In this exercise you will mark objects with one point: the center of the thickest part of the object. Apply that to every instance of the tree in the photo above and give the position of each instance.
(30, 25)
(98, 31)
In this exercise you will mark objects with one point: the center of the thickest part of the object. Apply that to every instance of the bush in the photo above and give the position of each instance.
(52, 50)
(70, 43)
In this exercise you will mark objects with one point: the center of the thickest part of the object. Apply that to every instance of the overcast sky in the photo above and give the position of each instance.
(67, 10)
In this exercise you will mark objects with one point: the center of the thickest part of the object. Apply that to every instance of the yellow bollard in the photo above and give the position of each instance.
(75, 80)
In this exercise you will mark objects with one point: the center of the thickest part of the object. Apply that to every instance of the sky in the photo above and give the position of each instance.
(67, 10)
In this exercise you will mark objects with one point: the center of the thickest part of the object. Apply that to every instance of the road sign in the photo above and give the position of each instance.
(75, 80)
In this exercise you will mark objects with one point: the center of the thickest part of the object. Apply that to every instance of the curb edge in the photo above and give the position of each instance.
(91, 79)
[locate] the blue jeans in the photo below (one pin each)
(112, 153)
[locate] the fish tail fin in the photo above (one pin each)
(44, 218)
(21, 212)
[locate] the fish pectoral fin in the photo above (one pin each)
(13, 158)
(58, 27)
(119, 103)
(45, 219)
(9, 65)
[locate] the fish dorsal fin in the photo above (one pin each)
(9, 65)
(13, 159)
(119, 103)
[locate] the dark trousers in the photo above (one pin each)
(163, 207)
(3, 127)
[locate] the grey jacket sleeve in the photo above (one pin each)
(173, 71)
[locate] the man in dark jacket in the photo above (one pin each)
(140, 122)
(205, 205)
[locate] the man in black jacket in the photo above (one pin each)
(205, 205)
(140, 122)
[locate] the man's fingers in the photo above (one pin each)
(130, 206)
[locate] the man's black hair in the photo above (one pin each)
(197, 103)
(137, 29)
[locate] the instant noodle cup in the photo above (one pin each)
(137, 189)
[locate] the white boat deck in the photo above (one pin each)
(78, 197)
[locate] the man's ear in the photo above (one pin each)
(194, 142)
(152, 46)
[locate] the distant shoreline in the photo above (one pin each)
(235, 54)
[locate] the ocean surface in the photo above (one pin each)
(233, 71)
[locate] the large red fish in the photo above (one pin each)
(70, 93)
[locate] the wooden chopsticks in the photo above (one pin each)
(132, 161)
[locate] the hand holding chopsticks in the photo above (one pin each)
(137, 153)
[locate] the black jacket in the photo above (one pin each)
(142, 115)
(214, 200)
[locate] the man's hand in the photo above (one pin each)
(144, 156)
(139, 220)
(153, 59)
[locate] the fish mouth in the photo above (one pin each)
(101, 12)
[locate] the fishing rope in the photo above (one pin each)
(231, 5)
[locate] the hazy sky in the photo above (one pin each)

━━━━━━━━━━━━━━━━━━━━━━━━━━━━━━

= Given problem =
Output the entries exactly.

= Output below =
In this exercise you will mark objects with one point: the center of the thickest part of the object. Apply that to every instance of the tree in the photo above and give the position of each instance.
(30, 25)
(98, 31)
In this exercise you will mark objects with one point: the center of the thickest part of the object. Apply that to every instance of the bush in the photo above and give the position of each instance.
(52, 50)
(70, 43)
In this exercise you will mark objects with one point: the center of the thickest part of the object. Apply that to every instance of the overcast sky in the photo above and give the position of each instance.
(67, 10)
In this exercise you will mark objects with one point: the center of the thickest part of the object. Apply that to every instance of the yellow bollard in the photo above and give the position of each instance.
(75, 80)
In this exercise you will mark objects with one point: the center of the thickest part of the object. Apply that to every instance of the sky in the photo above and give the position of each instance.
(67, 10)
In this exercise you will mark objects with one point: the center of the thickest part of the object. Apply that to every instance of the road sign in the photo above and give the position of each instance.
(75, 80)
In this exercise you will mark objects with one point: the center of the thickest part of the object. Apply that to every instance of the curb edge in the photo above and give the position of each instance.
(91, 79)
[locate] the blue jeans in the photo below (one pin each)
(112, 153)
[locate] the fish tail fin in the photo above (one pin each)
(44, 218)
(21, 212)
[locate] the fish pectoral fin in the photo above (one pin each)
(13, 158)
(58, 27)
(119, 103)
(45, 219)
(9, 65)
[locate] the fish dorsal fin in the photo above (one pin each)
(9, 65)
(13, 159)
(119, 103)
[locate] the dark trousers in the photo above (one pin each)
(163, 207)
(3, 127)
[locate] the grey jacket sleeve in the photo above (one pin each)
(173, 71)
[locate] the man in dark jacket in the photo above (one pin each)
(140, 122)
(205, 205)
[locate] the man in black jacket in the photo above (one pin each)
(205, 205)
(140, 122)
[locate] the man's fingers in the photo above (one pin each)
(130, 206)
[locate] the man's black hair in the photo above (one pin each)
(197, 103)
(137, 29)
[locate] the instant noodle cup in the photo above (one pin each)
(137, 189)
[locate] the white boat deck in the photo above (one pin each)
(78, 197)
[locate] the man's ear in the photo above (one pin each)
(194, 142)
(152, 46)
[locate] the distant shoreline in the photo above (one pin each)
(235, 54)
[locate] the ocean surface in the photo above (one pin each)
(233, 71)
[locate] the large red fish in the photo above (one pin each)
(70, 93)
[locate] the wooden chopsticks in the photo above (one pin each)
(132, 161)
[locate] the hand holding chopsticks in the photo above (one pin each)
(137, 153)
[locate] the black jacket in the photo above (one pin each)
(142, 115)
(214, 200)
[locate] the man's hand in the photo above (one pin each)
(144, 156)
(139, 220)
(153, 59)
[locate] the fish mouth in the photo above (one pin each)
(101, 12)
[locate] the fishing rope in the photo above (one pin each)
(231, 5)
[locate] the hazy sky in the photo above (one pin each)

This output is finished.